*** Opening EXERCISE INPUT ***
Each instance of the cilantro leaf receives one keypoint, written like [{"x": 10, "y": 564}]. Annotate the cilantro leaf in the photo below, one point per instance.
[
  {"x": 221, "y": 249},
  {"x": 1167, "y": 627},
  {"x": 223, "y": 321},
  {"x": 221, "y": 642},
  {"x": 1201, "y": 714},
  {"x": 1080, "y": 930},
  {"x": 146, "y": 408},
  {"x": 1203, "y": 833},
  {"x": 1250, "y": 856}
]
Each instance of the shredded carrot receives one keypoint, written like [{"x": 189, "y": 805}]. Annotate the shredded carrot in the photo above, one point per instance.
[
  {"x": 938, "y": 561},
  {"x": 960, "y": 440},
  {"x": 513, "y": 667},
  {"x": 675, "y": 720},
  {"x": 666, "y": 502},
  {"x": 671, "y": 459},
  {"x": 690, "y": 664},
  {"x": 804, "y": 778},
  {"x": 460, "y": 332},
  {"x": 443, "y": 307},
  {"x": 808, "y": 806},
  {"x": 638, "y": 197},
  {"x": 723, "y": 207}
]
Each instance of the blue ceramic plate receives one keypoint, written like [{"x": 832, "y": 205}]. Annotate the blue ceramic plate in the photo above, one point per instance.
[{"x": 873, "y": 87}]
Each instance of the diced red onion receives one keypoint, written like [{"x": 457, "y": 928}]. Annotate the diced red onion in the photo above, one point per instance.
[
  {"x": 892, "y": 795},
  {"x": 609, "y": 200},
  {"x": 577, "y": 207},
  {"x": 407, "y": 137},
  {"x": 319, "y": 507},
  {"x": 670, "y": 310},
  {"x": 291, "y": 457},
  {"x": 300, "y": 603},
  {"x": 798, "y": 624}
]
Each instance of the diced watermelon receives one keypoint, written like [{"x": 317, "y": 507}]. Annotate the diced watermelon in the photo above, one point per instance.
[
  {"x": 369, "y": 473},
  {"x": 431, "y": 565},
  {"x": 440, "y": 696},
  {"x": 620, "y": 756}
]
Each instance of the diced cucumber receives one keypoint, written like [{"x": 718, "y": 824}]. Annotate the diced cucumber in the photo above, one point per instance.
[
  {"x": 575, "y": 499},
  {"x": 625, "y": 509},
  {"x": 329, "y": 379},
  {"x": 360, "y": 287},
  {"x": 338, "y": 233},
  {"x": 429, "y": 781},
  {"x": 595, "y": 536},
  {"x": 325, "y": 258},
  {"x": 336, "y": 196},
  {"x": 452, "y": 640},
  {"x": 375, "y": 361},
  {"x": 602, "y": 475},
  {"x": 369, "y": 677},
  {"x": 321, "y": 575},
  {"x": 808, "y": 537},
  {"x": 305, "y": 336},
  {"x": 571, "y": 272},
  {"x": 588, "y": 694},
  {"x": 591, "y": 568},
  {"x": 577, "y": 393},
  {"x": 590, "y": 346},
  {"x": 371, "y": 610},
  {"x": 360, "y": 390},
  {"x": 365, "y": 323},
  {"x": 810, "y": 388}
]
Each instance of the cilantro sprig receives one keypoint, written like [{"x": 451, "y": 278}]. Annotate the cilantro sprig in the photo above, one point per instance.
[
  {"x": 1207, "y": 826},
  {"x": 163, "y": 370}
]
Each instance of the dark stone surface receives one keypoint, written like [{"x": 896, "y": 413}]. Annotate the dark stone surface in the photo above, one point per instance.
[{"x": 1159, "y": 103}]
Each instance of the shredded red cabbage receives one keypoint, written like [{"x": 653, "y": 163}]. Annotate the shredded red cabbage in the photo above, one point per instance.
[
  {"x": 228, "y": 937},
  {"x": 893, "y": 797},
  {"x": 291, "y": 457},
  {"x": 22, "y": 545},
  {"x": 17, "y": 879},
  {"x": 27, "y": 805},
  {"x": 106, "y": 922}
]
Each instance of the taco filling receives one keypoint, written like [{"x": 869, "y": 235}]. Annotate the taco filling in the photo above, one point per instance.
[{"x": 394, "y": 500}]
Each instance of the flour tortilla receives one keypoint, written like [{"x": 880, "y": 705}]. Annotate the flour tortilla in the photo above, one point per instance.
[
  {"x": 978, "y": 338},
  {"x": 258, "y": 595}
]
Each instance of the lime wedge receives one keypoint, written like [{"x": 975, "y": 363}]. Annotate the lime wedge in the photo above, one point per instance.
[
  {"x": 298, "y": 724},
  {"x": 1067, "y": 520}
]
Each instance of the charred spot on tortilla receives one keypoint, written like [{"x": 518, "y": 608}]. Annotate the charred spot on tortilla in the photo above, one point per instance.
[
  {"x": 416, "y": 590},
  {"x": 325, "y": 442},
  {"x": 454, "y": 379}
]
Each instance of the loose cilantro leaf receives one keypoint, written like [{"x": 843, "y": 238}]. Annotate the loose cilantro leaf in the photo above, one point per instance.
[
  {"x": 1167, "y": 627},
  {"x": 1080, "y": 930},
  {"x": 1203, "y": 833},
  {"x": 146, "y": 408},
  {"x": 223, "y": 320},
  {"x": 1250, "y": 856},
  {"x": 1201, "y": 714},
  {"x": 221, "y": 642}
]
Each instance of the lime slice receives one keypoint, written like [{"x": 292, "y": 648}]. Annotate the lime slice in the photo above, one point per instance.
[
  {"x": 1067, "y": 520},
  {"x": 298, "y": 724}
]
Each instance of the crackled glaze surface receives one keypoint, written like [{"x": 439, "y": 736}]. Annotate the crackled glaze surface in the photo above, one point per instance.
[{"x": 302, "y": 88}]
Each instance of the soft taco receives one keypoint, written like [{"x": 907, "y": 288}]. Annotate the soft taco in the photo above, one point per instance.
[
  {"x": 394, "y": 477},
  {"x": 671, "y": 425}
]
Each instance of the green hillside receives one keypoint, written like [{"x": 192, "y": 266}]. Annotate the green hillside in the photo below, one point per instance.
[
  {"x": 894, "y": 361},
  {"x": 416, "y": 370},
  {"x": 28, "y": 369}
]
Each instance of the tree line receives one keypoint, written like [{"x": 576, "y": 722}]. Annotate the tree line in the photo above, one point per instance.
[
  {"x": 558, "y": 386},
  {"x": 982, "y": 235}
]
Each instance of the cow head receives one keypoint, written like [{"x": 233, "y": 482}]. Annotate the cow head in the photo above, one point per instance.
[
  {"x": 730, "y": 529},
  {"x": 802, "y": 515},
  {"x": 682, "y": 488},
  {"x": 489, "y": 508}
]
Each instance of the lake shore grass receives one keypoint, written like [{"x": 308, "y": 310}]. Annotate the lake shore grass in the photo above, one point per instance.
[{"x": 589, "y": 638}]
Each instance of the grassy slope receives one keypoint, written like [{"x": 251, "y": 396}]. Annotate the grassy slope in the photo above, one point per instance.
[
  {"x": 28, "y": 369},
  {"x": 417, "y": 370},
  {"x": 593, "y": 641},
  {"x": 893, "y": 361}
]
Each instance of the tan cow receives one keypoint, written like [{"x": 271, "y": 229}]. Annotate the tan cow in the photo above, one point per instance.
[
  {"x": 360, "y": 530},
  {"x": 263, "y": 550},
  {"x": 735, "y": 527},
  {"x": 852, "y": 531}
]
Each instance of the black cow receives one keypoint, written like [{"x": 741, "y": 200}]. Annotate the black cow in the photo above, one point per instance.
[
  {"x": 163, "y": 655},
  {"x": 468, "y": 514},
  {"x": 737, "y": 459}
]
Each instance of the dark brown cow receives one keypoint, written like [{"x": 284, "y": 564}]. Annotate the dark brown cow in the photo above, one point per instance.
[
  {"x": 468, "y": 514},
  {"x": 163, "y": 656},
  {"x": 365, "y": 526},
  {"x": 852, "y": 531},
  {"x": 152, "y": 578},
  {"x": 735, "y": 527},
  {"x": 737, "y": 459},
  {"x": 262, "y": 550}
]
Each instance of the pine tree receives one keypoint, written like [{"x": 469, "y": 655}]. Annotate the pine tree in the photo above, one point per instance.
*** Closing EXERCISE INPUT ***
WORK INSTRUCTIONS
Exactly the lines between the one containing "Each instance of the black" and the end of the material, both ends included, must be retyped, with nothing added.

RESPONSE TO THIS TASK
Each instance of the black cow receives one keypoint, written like [{"x": 741, "y": 200}]. Annotate the black cow in the photo above, one point per instance.
[
  {"x": 163, "y": 655},
  {"x": 468, "y": 514},
  {"x": 737, "y": 459}
]
Each instance of the dark brown cow receives one keypoint, written like [{"x": 284, "y": 564}]. Annotate the dark brown cow in the photo above, one point per instance.
[
  {"x": 468, "y": 514},
  {"x": 163, "y": 656},
  {"x": 365, "y": 526},
  {"x": 852, "y": 531},
  {"x": 152, "y": 578},
  {"x": 735, "y": 527},
  {"x": 737, "y": 459},
  {"x": 262, "y": 550}
]
Each instance of the pine tree receives one keypoint, written like [{"x": 469, "y": 655}]. Annotate the pine tree in the photo above, one point per instance.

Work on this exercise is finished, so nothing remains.